= TASK OBJECTIVE =
Gather each line in the records below that contains the word "provide", and copy those lines in their original order.

(A block of data)

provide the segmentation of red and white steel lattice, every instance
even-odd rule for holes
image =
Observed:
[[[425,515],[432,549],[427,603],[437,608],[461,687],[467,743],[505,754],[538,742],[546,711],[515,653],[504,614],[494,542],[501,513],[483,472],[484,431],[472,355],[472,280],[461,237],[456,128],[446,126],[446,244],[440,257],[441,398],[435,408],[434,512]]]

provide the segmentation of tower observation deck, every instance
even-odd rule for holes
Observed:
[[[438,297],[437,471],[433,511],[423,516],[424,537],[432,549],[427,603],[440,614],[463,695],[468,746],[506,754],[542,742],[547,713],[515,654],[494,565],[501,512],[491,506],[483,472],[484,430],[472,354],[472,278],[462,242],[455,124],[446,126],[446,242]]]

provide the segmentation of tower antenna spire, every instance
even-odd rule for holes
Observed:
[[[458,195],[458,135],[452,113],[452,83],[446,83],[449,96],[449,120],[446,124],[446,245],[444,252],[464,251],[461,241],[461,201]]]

---

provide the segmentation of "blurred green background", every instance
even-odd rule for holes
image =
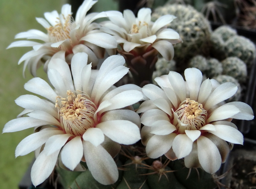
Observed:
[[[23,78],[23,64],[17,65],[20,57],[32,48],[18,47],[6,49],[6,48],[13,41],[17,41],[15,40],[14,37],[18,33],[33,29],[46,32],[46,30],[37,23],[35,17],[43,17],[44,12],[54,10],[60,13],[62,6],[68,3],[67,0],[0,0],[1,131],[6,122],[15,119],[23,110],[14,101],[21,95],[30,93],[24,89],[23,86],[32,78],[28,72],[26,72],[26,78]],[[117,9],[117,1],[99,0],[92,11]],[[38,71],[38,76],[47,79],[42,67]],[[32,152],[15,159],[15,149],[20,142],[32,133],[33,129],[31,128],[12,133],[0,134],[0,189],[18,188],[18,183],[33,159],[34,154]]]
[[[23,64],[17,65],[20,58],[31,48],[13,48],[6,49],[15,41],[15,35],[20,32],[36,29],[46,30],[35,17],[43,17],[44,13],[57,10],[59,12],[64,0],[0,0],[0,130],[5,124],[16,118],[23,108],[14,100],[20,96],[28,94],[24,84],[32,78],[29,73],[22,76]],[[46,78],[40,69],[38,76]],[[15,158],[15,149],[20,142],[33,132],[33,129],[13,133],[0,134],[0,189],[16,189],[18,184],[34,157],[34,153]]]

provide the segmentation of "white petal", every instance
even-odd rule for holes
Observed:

= WRITTEN RESPONSE =
provide the segmentation of red and white steel lattice, every instance
provide the segmentation of tower observation deck, every instance
provide the segmentation of tower antenna spire, every instance
provide the segmentation of "blurred green background", every instance
provide the segmentation of "white petal", every instance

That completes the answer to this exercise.